EXERCISE GOAL -
Render everything from the start of the rows down to and including the line containing "[0, 166, 208, 299]" as a Markdown table with the columns No. and Line. Number each line, skip blank lines, and omit the pictures.

AVAILABLE DATA -
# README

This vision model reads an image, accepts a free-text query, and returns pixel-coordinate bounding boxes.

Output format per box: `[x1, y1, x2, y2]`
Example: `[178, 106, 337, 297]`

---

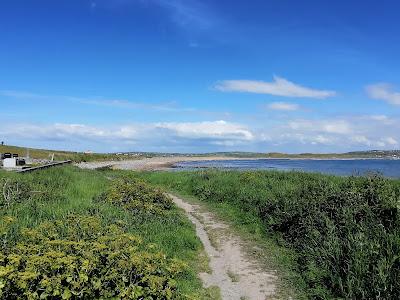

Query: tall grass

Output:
[0, 166, 208, 299]
[142, 171, 400, 299]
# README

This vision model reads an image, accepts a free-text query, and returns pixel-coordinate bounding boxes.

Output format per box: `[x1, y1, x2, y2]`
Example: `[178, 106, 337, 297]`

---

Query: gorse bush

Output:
[99, 178, 173, 215]
[139, 171, 400, 299]
[0, 166, 203, 300]
[0, 215, 186, 299]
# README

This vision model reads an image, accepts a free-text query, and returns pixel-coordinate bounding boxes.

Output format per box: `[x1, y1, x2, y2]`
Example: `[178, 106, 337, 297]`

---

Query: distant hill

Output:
[266, 150, 400, 159]
[0, 145, 400, 162]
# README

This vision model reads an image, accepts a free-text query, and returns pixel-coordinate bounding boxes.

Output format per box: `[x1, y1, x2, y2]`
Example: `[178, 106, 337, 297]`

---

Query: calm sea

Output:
[175, 159, 400, 178]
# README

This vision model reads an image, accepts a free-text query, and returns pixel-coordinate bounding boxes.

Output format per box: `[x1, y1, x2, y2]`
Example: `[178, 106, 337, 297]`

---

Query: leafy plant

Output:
[0, 215, 186, 299]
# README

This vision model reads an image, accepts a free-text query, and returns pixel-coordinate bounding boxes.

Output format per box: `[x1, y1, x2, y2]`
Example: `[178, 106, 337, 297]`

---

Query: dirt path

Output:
[170, 195, 277, 300]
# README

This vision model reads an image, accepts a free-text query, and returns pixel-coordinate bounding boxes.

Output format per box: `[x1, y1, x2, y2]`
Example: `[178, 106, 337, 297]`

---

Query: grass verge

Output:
[0, 166, 215, 299]
[137, 170, 400, 299]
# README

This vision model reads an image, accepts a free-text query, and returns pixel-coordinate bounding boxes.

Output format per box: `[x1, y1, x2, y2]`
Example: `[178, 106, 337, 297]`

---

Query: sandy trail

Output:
[170, 195, 277, 300]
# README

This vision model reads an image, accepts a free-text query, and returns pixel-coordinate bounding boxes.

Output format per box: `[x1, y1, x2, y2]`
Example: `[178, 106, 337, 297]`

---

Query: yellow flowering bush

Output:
[0, 215, 186, 299]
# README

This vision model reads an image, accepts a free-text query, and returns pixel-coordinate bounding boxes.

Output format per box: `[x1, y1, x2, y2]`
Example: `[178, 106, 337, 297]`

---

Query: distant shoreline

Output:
[76, 156, 397, 171]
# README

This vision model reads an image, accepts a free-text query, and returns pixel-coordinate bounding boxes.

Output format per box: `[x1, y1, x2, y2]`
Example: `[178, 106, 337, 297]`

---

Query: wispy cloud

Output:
[150, 0, 215, 29]
[0, 90, 196, 112]
[0, 120, 254, 152]
[365, 83, 400, 105]
[215, 76, 336, 99]
[267, 102, 300, 111]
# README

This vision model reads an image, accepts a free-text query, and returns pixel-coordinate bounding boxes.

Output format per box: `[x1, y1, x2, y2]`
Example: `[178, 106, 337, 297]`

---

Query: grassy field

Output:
[138, 171, 400, 299]
[0, 166, 217, 299]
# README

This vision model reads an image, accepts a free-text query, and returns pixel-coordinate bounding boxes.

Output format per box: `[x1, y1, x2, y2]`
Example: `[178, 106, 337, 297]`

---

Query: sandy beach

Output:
[76, 156, 244, 171]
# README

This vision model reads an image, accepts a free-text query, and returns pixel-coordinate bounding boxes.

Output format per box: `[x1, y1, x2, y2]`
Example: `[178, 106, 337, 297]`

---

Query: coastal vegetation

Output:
[137, 170, 400, 299]
[0, 166, 213, 299]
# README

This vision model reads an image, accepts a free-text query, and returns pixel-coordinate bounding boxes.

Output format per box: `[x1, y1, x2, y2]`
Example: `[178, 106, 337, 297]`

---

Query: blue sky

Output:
[0, 0, 400, 153]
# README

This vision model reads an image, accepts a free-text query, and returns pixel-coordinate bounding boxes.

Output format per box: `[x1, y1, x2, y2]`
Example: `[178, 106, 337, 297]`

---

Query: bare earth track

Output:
[170, 195, 277, 300]
[78, 157, 278, 300]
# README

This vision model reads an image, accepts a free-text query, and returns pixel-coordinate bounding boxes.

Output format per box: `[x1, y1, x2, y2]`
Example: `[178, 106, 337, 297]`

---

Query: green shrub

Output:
[138, 171, 400, 299]
[0, 215, 186, 299]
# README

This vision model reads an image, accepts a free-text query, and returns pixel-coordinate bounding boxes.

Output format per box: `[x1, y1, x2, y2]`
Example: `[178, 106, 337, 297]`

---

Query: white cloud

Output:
[365, 83, 400, 105]
[156, 120, 254, 141]
[0, 120, 255, 152]
[267, 102, 300, 111]
[215, 76, 336, 99]
[288, 119, 352, 134]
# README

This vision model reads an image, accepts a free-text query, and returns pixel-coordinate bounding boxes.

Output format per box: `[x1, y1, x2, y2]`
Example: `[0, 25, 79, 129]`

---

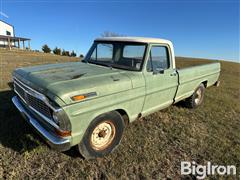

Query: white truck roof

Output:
[95, 37, 172, 45]
[95, 37, 176, 69]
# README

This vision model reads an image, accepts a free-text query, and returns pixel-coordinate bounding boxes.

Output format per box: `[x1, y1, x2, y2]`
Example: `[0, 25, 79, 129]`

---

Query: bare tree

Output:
[101, 31, 123, 37]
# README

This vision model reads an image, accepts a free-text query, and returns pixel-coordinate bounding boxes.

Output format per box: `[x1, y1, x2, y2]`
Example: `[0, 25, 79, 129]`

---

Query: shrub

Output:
[42, 44, 52, 53]
[53, 47, 62, 55]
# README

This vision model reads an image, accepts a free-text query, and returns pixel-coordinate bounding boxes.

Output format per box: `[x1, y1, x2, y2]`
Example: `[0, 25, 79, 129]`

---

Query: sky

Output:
[0, 0, 240, 62]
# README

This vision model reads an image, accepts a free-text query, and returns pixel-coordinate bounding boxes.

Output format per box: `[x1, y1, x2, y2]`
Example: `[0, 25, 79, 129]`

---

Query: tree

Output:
[101, 31, 123, 37]
[70, 50, 77, 57]
[42, 44, 52, 53]
[53, 47, 62, 55]
[62, 49, 70, 56]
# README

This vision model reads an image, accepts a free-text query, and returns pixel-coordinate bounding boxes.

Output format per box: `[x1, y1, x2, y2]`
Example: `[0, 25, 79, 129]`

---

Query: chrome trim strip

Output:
[12, 96, 70, 145]
[13, 77, 59, 112]
[14, 78, 61, 130]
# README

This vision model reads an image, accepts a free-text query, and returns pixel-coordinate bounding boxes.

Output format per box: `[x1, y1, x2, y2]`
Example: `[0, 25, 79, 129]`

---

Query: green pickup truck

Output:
[12, 37, 220, 158]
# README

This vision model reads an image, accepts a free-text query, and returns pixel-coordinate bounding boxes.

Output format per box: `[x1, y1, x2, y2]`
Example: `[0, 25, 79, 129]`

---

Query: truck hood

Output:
[14, 62, 132, 104]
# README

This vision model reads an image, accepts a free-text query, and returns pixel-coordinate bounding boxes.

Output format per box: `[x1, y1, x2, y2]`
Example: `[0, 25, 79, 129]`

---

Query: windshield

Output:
[84, 42, 146, 71]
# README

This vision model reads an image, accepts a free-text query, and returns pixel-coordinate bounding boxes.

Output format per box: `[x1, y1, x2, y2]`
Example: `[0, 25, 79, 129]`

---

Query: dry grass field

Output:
[0, 51, 240, 179]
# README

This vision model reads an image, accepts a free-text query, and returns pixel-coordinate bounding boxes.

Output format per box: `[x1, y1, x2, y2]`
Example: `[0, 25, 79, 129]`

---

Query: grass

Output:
[0, 50, 240, 179]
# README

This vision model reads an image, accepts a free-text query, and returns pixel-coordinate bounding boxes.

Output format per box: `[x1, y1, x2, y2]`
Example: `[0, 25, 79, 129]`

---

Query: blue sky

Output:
[1, 0, 240, 61]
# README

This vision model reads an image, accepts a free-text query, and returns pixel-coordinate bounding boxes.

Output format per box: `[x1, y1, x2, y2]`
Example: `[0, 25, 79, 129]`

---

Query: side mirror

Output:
[153, 68, 164, 74]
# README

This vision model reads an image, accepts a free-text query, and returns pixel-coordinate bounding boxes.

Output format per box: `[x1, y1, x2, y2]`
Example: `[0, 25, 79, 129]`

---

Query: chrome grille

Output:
[14, 80, 52, 119]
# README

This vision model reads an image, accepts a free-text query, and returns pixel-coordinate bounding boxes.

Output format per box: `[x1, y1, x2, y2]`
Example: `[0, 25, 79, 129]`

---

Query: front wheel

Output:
[78, 111, 125, 159]
[185, 83, 205, 108]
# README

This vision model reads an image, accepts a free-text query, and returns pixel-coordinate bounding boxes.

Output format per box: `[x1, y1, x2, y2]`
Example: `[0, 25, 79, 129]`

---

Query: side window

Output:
[91, 43, 113, 61]
[147, 46, 170, 71]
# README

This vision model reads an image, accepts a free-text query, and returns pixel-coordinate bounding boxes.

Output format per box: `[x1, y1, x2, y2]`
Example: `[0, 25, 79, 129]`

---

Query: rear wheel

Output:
[185, 83, 205, 108]
[78, 111, 125, 159]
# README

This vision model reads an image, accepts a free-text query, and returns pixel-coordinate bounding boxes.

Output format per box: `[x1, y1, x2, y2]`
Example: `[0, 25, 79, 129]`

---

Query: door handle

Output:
[170, 72, 177, 76]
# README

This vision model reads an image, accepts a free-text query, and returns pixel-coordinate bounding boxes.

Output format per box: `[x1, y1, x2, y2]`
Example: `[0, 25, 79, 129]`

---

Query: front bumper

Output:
[12, 96, 71, 151]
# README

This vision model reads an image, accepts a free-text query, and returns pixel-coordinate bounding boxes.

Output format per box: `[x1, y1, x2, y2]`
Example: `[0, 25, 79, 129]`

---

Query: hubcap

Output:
[91, 121, 116, 151]
[194, 89, 202, 104]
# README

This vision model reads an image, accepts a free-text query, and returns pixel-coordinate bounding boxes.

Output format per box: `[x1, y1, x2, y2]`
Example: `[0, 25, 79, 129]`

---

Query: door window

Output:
[147, 46, 170, 71]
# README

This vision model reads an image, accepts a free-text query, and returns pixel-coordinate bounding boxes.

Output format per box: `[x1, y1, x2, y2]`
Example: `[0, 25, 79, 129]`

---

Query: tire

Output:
[78, 111, 125, 159]
[185, 83, 205, 109]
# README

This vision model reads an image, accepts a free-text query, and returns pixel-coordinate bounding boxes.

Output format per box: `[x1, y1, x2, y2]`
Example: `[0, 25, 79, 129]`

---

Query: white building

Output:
[0, 20, 31, 49]
[0, 20, 15, 46]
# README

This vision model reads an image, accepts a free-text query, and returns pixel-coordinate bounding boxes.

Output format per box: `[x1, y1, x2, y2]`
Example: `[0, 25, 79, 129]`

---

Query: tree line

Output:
[42, 44, 83, 57]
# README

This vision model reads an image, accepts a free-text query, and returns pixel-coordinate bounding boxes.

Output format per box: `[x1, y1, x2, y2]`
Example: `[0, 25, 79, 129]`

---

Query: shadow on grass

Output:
[0, 90, 40, 153]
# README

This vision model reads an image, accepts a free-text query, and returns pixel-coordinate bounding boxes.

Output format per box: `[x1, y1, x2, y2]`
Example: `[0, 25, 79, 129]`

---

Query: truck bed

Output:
[172, 60, 220, 102]
[175, 57, 218, 69]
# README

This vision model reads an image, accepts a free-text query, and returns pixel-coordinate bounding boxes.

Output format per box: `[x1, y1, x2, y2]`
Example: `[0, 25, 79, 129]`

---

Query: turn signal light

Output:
[55, 129, 71, 137]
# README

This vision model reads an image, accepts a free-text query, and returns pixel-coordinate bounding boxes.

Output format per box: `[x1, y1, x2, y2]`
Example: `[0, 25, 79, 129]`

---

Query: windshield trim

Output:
[83, 40, 148, 72]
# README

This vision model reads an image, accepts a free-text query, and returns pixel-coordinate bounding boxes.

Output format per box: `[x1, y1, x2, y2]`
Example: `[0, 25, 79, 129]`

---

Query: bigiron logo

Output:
[181, 161, 237, 179]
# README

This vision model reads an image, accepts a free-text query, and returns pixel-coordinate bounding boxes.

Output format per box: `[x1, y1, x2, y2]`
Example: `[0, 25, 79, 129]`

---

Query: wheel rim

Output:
[91, 121, 116, 151]
[194, 89, 202, 104]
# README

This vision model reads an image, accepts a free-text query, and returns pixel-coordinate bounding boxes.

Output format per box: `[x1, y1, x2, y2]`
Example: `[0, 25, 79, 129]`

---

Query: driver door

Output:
[143, 45, 178, 114]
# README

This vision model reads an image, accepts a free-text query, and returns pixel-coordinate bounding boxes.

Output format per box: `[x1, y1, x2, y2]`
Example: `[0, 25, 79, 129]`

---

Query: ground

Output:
[0, 52, 240, 179]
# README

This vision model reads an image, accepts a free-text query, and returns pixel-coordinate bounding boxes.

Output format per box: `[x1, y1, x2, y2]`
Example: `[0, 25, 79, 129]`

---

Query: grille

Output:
[14, 80, 52, 119]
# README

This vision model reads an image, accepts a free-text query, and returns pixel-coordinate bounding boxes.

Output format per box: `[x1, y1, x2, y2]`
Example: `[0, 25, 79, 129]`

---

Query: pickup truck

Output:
[12, 37, 220, 159]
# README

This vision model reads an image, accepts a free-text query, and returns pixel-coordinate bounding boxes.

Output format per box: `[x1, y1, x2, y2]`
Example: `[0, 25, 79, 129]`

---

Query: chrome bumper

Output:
[12, 96, 70, 151]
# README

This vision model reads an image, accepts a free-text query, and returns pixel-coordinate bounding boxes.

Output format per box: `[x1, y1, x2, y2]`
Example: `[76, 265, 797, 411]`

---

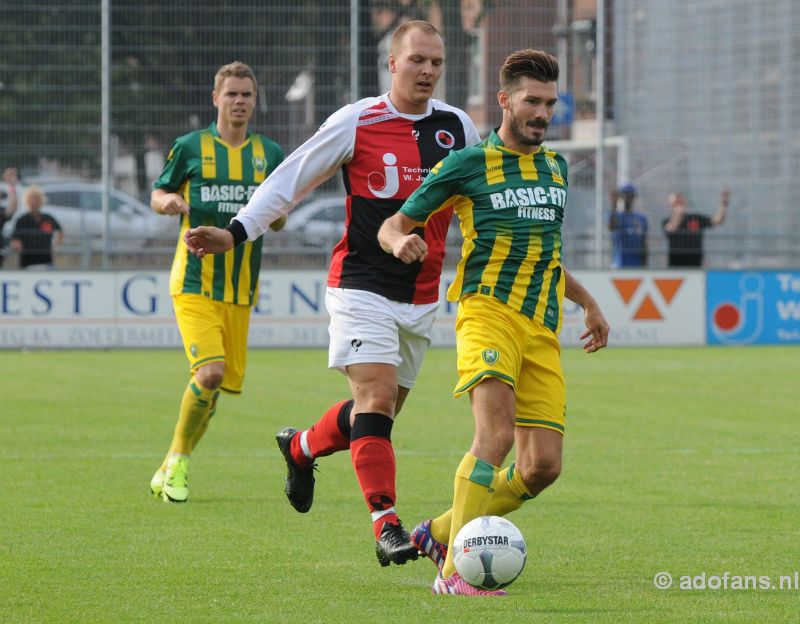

ANSWER FOR THIS EXERCISE -
| No. | Line |
|---|---|
| 1 | # README |
| 2 | This vision model reads an image, accepts a free-text query, and returns pixel-coordinate bounding boxes. |
| 3 | Output format per box: `[x1, y1, x2, y2]` |
| 4 | Example: `[178, 106, 337, 297]` |
| 5 | --- |
| 6 | Query: tall grass |
| 7 | Output: |
| 8 | [0, 166, 208, 299] |